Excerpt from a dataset

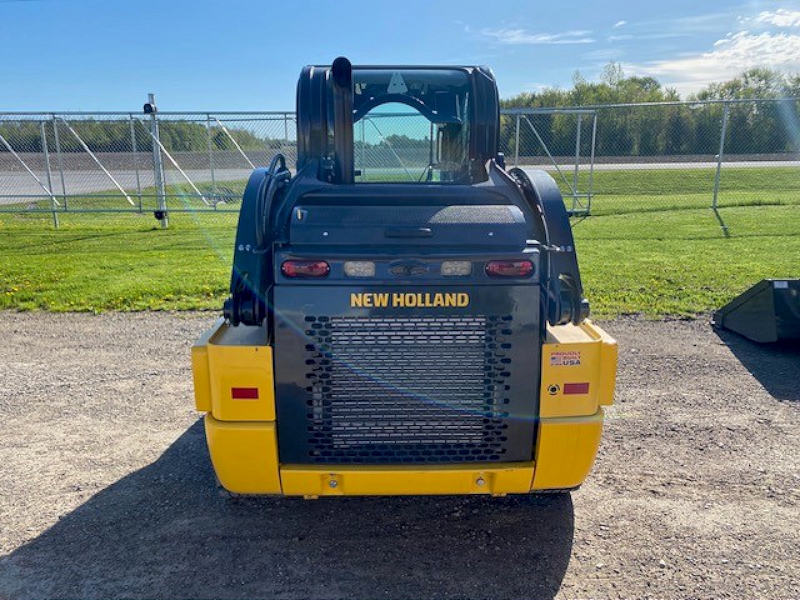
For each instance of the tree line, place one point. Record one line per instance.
(693, 128)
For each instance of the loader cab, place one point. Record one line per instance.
(398, 124)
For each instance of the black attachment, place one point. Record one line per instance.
(767, 312)
(564, 290)
(255, 234)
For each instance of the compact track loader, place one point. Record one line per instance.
(406, 327)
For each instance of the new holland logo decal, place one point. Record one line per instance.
(409, 300)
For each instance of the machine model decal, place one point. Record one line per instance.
(567, 358)
(409, 300)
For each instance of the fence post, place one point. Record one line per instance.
(60, 159)
(46, 151)
(577, 164)
(725, 112)
(158, 166)
(590, 191)
(211, 161)
(136, 161)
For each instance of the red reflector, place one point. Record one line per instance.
(305, 268)
(509, 268)
(576, 388)
(244, 393)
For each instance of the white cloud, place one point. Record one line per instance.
(521, 36)
(782, 17)
(729, 57)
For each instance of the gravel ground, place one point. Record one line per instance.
(106, 489)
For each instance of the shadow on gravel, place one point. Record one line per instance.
(164, 531)
(775, 366)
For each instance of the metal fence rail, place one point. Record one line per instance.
(606, 159)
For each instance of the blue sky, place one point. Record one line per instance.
(245, 55)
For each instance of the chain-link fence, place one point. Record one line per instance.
(100, 168)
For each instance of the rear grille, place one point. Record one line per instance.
(398, 390)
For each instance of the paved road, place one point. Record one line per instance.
(15, 186)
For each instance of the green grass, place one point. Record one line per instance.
(638, 255)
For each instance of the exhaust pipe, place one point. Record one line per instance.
(342, 88)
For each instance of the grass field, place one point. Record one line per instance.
(639, 254)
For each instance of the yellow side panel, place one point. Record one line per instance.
(202, 381)
(565, 450)
(300, 480)
(241, 367)
(244, 455)
(579, 368)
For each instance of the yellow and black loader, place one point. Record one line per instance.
(392, 331)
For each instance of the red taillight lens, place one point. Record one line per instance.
(305, 268)
(509, 268)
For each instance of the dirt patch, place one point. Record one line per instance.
(106, 488)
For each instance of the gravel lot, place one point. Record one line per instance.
(106, 489)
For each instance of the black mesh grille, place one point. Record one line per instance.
(394, 389)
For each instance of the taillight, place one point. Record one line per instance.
(305, 268)
(509, 268)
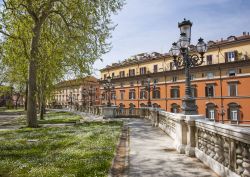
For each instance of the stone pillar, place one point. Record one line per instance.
(181, 133)
(190, 121)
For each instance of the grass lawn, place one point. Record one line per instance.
(81, 150)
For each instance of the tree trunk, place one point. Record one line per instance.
(31, 111)
(26, 96)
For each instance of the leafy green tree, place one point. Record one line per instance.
(80, 28)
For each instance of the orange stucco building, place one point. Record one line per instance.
(221, 85)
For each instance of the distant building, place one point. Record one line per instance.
(221, 85)
(75, 93)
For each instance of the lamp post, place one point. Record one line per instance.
(148, 88)
(108, 87)
(91, 93)
(84, 94)
(71, 99)
(182, 59)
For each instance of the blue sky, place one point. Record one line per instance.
(151, 25)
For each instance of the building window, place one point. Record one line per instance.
(230, 56)
(143, 105)
(156, 93)
(175, 93)
(232, 72)
(143, 94)
(142, 70)
(155, 68)
(209, 59)
(121, 108)
(232, 89)
(113, 96)
(122, 73)
(132, 72)
(210, 75)
(209, 90)
(132, 94)
(122, 94)
(175, 108)
(131, 108)
(172, 66)
(174, 78)
(233, 111)
(211, 111)
(155, 105)
(192, 76)
(194, 91)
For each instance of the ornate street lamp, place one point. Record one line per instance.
(108, 87)
(91, 93)
(182, 59)
(84, 94)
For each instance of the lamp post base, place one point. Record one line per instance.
(189, 106)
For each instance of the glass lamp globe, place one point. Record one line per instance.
(201, 46)
(174, 51)
(184, 41)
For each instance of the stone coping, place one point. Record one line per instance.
(238, 133)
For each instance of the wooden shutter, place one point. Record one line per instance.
(226, 57)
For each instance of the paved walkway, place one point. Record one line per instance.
(152, 154)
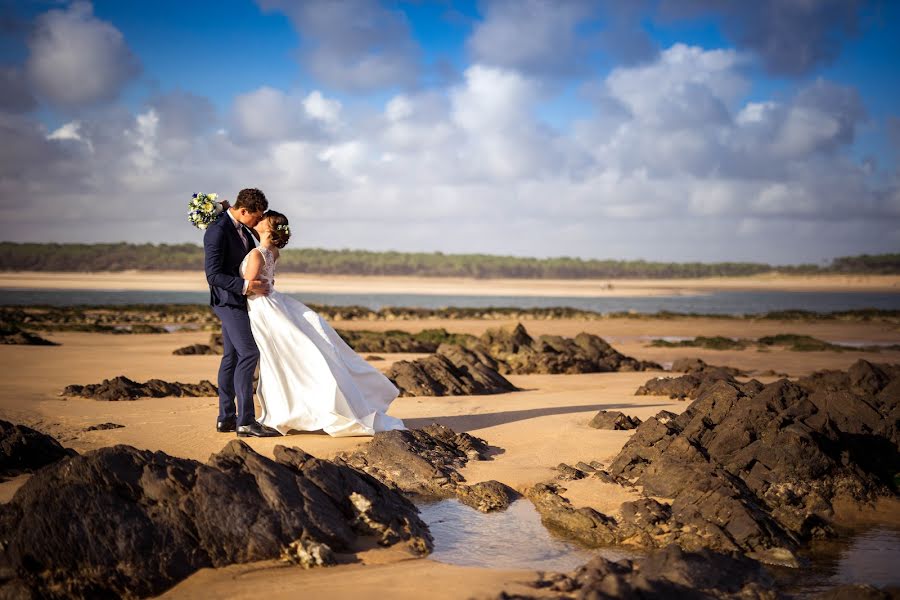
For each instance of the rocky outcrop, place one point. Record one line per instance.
(613, 419)
(425, 462)
(693, 384)
(437, 375)
(142, 521)
(104, 427)
(747, 470)
(663, 574)
(516, 352)
(25, 450)
(122, 388)
(16, 336)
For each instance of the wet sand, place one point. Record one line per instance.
(190, 281)
(534, 430)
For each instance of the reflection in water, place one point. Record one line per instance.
(870, 557)
(510, 539)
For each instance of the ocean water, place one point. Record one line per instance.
(516, 539)
(719, 303)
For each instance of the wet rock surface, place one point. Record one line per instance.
(664, 574)
(425, 462)
(16, 336)
(142, 521)
(437, 375)
(750, 471)
(122, 388)
(613, 419)
(25, 450)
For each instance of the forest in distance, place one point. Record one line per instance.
(189, 257)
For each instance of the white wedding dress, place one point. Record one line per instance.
(309, 378)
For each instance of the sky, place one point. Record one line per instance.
(671, 130)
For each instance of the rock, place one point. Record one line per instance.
(487, 496)
(308, 554)
(103, 427)
(437, 375)
(15, 336)
(751, 469)
(692, 384)
(518, 353)
(696, 365)
(569, 473)
(25, 450)
(142, 521)
(425, 462)
(122, 388)
(194, 350)
(674, 573)
(613, 419)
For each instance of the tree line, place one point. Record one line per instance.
(189, 257)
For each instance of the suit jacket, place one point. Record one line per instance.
(224, 252)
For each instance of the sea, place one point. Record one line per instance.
(715, 303)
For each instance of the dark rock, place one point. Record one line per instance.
(142, 521)
(308, 554)
(437, 375)
(613, 419)
(194, 350)
(122, 388)
(104, 426)
(751, 469)
(15, 336)
(696, 365)
(487, 496)
(425, 462)
(25, 450)
(517, 352)
(693, 384)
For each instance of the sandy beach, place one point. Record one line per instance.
(187, 281)
(535, 429)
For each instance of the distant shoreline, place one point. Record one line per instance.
(194, 281)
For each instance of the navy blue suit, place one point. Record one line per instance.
(224, 252)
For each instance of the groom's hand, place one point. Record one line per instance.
(258, 287)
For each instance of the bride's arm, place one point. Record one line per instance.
(254, 266)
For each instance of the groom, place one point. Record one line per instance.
(225, 244)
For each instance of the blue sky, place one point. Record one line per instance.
(665, 130)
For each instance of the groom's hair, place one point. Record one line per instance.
(251, 199)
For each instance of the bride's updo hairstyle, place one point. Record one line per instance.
(281, 231)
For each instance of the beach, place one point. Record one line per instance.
(187, 281)
(535, 429)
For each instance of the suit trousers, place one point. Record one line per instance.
(239, 361)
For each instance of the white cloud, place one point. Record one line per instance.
(76, 59)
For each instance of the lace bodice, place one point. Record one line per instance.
(268, 270)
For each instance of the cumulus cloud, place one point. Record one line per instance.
(76, 59)
(354, 45)
(792, 37)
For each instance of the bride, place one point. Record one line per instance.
(309, 378)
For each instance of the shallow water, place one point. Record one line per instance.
(868, 557)
(510, 539)
(516, 539)
(722, 303)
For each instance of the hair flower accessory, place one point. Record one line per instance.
(203, 209)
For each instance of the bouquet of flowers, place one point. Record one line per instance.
(203, 209)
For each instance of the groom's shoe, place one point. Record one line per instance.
(226, 426)
(256, 429)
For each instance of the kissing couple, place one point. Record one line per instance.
(309, 378)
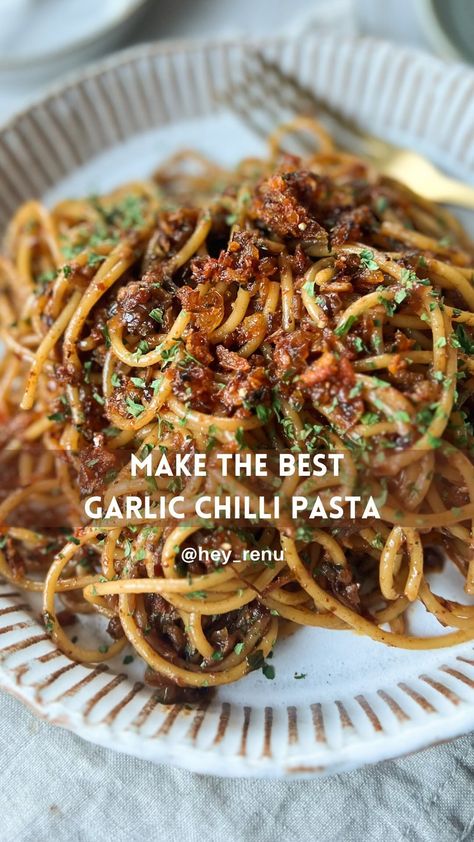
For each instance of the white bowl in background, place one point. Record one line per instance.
(449, 27)
(42, 38)
(361, 701)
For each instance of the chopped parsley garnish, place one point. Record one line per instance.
(157, 315)
(133, 407)
(343, 329)
(367, 259)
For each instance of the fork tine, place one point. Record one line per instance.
(260, 106)
(279, 97)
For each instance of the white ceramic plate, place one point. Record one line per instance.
(360, 702)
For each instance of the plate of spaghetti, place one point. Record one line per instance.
(172, 288)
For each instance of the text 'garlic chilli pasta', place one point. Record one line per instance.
(288, 305)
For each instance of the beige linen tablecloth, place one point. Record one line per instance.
(54, 787)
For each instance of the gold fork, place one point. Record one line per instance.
(266, 96)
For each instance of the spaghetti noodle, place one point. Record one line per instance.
(303, 305)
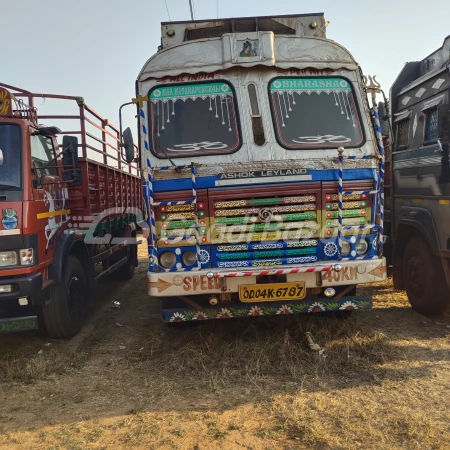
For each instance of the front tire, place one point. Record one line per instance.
(424, 279)
(64, 314)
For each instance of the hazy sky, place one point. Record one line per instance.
(96, 48)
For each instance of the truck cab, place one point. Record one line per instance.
(262, 170)
(420, 193)
(53, 220)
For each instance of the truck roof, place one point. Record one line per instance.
(415, 73)
(174, 33)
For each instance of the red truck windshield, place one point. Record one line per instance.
(194, 119)
(10, 156)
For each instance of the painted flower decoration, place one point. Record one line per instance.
(225, 314)
(178, 317)
(348, 306)
(316, 307)
(330, 249)
(285, 309)
(199, 316)
(256, 311)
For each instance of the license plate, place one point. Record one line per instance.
(272, 292)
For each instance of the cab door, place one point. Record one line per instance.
(49, 210)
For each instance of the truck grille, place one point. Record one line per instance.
(250, 228)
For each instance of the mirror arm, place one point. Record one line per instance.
(120, 129)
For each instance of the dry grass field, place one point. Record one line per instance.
(127, 381)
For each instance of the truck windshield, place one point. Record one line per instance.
(315, 113)
(193, 119)
(10, 156)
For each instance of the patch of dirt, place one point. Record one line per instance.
(127, 381)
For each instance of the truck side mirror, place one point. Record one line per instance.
(70, 151)
(73, 176)
(128, 145)
(384, 119)
(444, 141)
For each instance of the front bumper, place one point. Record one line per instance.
(245, 310)
(29, 286)
(197, 282)
(18, 324)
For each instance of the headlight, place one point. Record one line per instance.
(8, 259)
(189, 258)
(346, 247)
(167, 260)
(362, 246)
(26, 256)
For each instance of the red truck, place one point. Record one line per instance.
(70, 203)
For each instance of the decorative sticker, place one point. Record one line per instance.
(10, 219)
(406, 100)
(420, 92)
(191, 91)
(305, 84)
(248, 48)
(438, 83)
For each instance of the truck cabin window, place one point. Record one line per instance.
(315, 113)
(431, 125)
(402, 134)
(42, 155)
(10, 156)
(193, 120)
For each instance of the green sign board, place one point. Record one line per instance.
(310, 84)
(190, 91)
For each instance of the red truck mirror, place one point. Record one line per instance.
(128, 145)
(70, 161)
(70, 151)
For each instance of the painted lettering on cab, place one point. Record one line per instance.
(200, 283)
(346, 274)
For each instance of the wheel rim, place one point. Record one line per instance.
(416, 275)
(75, 295)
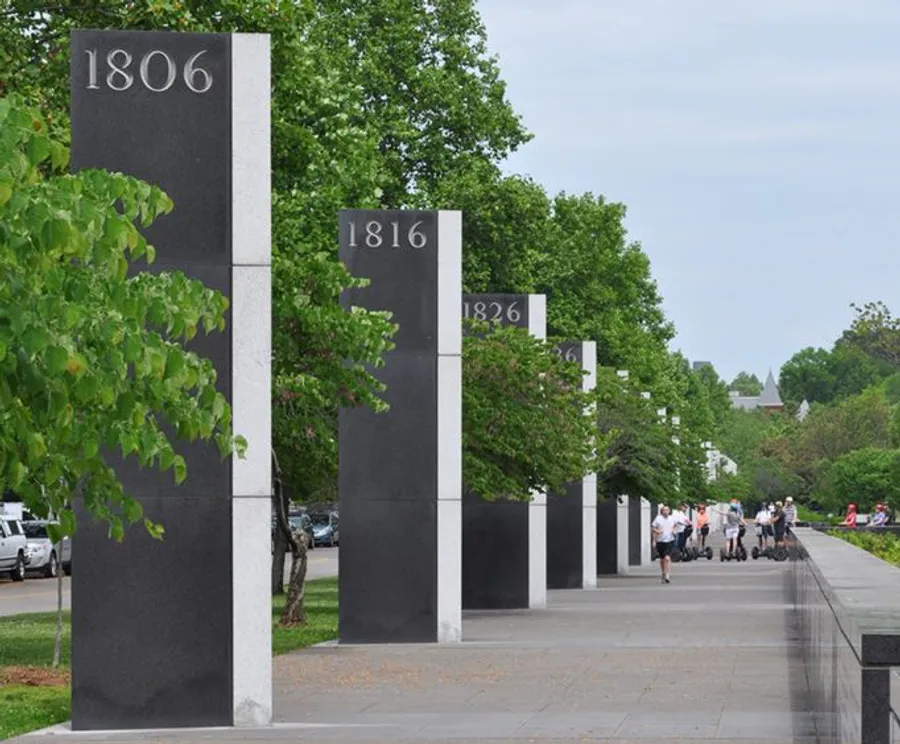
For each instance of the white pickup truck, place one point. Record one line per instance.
(13, 548)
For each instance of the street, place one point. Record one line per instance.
(39, 595)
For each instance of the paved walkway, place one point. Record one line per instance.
(709, 657)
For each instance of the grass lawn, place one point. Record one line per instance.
(32, 696)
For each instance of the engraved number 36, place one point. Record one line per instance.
(156, 70)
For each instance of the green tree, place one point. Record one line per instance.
(526, 422)
(599, 287)
(93, 361)
(430, 90)
(746, 384)
(863, 476)
(876, 332)
(641, 458)
(90, 357)
(507, 227)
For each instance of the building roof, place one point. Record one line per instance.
(770, 397)
(747, 402)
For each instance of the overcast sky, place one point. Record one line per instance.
(754, 143)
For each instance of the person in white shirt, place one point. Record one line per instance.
(762, 527)
(663, 528)
(680, 520)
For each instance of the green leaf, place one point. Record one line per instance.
(37, 447)
(67, 521)
(133, 348)
(91, 448)
(219, 405)
(56, 358)
(35, 339)
(17, 474)
(86, 388)
(174, 362)
(156, 531)
(180, 467)
(38, 149)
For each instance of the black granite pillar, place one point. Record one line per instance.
(400, 472)
(634, 531)
(571, 549)
(177, 632)
(607, 536)
(504, 542)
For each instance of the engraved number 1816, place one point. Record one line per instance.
(374, 235)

● **Aim of the task**
Set down, exactly and in full, the lines from the one containing "For each instance of the white pickup" through the end of the entries; no other line belongs.

● **Correct result**
For each instance of the white pickup truck, place one point. Record one line per instance.
(13, 548)
For each instance of the street, place one point. Record one line per instance.
(39, 595)
For each instance of the paved walkway, place one point. Record one line per instance.
(709, 657)
For each instance of the grass lawn, place one point. Record one line per instance.
(32, 696)
For each instance of the engraved number 36, place one point. Record one line per instance.
(156, 70)
For each instance of the green tree, place one point. Record one line per instance.
(526, 422)
(599, 287)
(93, 361)
(430, 90)
(746, 384)
(863, 476)
(876, 332)
(641, 458)
(90, 357)
(507, 227)
For each instance of the building roof, place one point. Record one line per instance.
(770, 397)
(747, 402)
For each instance of the overcast sky, place one point. Record one line per instance.
(754, 143)
For each instance of the person in white shirt, place one point. Record one line per instance.
(762, 527)
(663, 528)
(680, 520)
For each instance of the green leaf, place one point. Record one line per instance.
(37, 447)
(67, 521)
(133, 348)
(91, 448)
(219, 405)
(56, 358)
(35, 339)
(17, 474)
(86, 388)
(174, 362)
(156, 531)
(180, 467)
(38, 149)
For each instance of the black granite pillar, place one point. Record one line per instance.
(400, 472)
(634, 531)
(571, 549)
(177, 632)
(607, 536)
(504, 542)
For each instance of the engraved number 1816, place one point. Record one line per instance.
(374, 235)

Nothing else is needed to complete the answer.